The problem:
Repeat the whole listing exactly as written.

Recorded information:

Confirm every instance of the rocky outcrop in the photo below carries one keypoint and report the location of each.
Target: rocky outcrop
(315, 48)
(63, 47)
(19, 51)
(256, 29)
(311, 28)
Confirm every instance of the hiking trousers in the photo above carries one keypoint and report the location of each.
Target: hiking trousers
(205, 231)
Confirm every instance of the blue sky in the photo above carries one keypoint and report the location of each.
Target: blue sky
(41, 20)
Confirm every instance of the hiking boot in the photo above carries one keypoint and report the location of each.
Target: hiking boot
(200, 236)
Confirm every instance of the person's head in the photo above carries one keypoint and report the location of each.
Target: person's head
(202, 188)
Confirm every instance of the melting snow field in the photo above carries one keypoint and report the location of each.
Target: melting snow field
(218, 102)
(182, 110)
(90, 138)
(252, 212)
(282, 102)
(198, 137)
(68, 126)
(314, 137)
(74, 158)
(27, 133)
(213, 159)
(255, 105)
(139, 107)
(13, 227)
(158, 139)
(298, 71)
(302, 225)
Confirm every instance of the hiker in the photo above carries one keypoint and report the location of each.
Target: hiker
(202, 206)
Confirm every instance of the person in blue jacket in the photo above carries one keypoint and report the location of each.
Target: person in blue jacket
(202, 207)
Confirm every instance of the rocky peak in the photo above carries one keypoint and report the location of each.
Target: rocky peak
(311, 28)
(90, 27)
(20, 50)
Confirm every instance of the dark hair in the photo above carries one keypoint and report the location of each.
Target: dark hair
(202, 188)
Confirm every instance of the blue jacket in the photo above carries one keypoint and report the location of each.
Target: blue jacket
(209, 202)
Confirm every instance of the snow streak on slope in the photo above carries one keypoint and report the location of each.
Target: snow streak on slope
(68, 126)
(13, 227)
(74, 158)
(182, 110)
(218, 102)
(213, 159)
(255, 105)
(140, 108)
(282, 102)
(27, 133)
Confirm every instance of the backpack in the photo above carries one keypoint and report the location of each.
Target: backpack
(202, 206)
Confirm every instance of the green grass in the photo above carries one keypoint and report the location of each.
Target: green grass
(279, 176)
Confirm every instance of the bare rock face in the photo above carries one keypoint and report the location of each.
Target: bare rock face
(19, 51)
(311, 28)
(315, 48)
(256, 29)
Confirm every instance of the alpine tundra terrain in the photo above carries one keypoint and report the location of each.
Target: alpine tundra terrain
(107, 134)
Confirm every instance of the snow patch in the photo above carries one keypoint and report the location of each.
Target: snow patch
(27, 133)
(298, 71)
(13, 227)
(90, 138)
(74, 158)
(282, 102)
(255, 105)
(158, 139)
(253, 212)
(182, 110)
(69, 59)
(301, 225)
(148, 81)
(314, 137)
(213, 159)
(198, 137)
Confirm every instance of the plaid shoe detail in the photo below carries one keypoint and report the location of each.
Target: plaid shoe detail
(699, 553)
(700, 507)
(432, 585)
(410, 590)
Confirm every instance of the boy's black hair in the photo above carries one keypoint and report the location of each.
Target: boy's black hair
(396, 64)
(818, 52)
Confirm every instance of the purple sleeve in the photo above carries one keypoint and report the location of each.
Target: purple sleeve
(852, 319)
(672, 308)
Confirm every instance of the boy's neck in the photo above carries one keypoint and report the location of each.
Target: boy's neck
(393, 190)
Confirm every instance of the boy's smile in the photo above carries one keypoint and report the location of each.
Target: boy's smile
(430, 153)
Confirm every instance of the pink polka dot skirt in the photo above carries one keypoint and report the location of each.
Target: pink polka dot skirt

Task solution:
Confirm every instance of the rocky outcrop in the photo below carries one keypoint and report the location of each.
Target: rocky outcrop
(315, 48)
(63, 47)
(19, 51)
(256, 29)
(311, 28)
Confirm every instance of the hiking trousers in the photo above carries one keypoint and report the location of each.
Target: hiking trousers
(205, 231)
Confirm every instance of the blue sky in the photo above carries one keypoint and report the location of each.
Target: blue sky
(41, 20)
Confirm every instance of the hiking boot in the photo above carries one keypoint and report the location of each.
Target: hiking boot
(200, 236)
Confirm every instance of the person's head in the photo above carries one keypoint and report the location of each.
Target: person's head
(202, 188)
Confirm every instance of the melting snow field in the photo above carries one keypoint and report the location of each.
Target: melting snow field
(218, 102)
(182, 110)
(90, 138)
(252, 212)
(282, 102)
(198, 137)
(68, 126)
(314, 137)
(74, 158)
(27, 133)
(213, 159)
(255, 105)
(139, 107)
(13, 227)
(158, 139)
(298, 71)
(302, 225)
Confirm every instance of the hiker in the photo above carries one keypoint and report the location of each.
Target: hiker
(202, 206)
Confirm every instance of the person in blue jacket in the photo above carries one keypoint and report the location of each.
Target: person in blue jacket
(202, 207)
Confirm every instance of the rocky peak in the photo above carries one keypoint and report the location of each.
Target: rocky peak
(311, 28)
(90, 27)
(20, 50)
Confirm every instance of the dark hair in the photo above carries one keypoint and report the location of each.
Target: dark hair
(202, 188)
Confirm every instance of the blue jacket in the photo above carries one keypoint and report the location of each.
Target: blue jacket
(209, 202)
Confirm every instance of the snow streak on slope in the photo above carries one keypoint and report the location of each.
Target: snow streak on slope
(68, 126)
(13, 227)
(74, 158)
(182, 110)
(218, 102)
(213, 159)
(255, 105)
(140, 108)
(282, 102)
(27, 133)
Confirm every instance of the backpack in the photo above carries one keypoint and report the location of each.
Target: backpack
(202, 206)
Confirm every instance of the green grass in the photo above carries one keypoint and report the location of each.
Target: green grass
(279, 176)
Confirm every instance of the bare rock face in the photo above carries one keypoint and report the location of each.
Target: bare rock face
(19, 51)
(311, 28)
(315, 48)
(256, 29)
Confirm every instance of the alpine tundra terrain in the photo above carries one keypoint and report the location of each.
Target: alpine tundra terrain
(107, 134)
Confirm every instance of the snow patch in the photo above carries one keypoint and report the location of each.
Target: snow patch
(27, 133)
(298, 71)
(13, 227)
(90, 138)
(74, 158)
(282, 102)
(255, 105)
(158, 139)
(253, 212)
(182, 110)
(69, 59)
(301, 225)
(148, 81)
(314, 137)
(213, 159)
(198, 137)
Confirm every instance of the plaid shoe detail in the photo below carries one keypoint and report the location of each.
Target: plaid shoe detail
(699, 553)
(700, 507)
(432, 585)
(410, 590)
Confirm every instance of the boy's black hair in the photo above carries one keypoint and report the location of each.
Target: boy's black hair
(396, 64)
(818, 52)
Confirm every instance of the purple sleeve in the photo above carries one keypoint and report the location of each.
Target: purple sleeve
(852, 319)
(672, 308)
Confirm every instance of the boy's neck in the photo above carries one keypoint and report the location of each.
Target: boy's neck
(393, 190)
Confirm every instance of the boy's smile in the photo above carries one keypoint and report the location of each.
Target: boy's smile
(430, 153)
Confirm every instance of the pink polka dot skirt in the photo above carries one keypoint and report the location of each.
Target: pink polka dot skirt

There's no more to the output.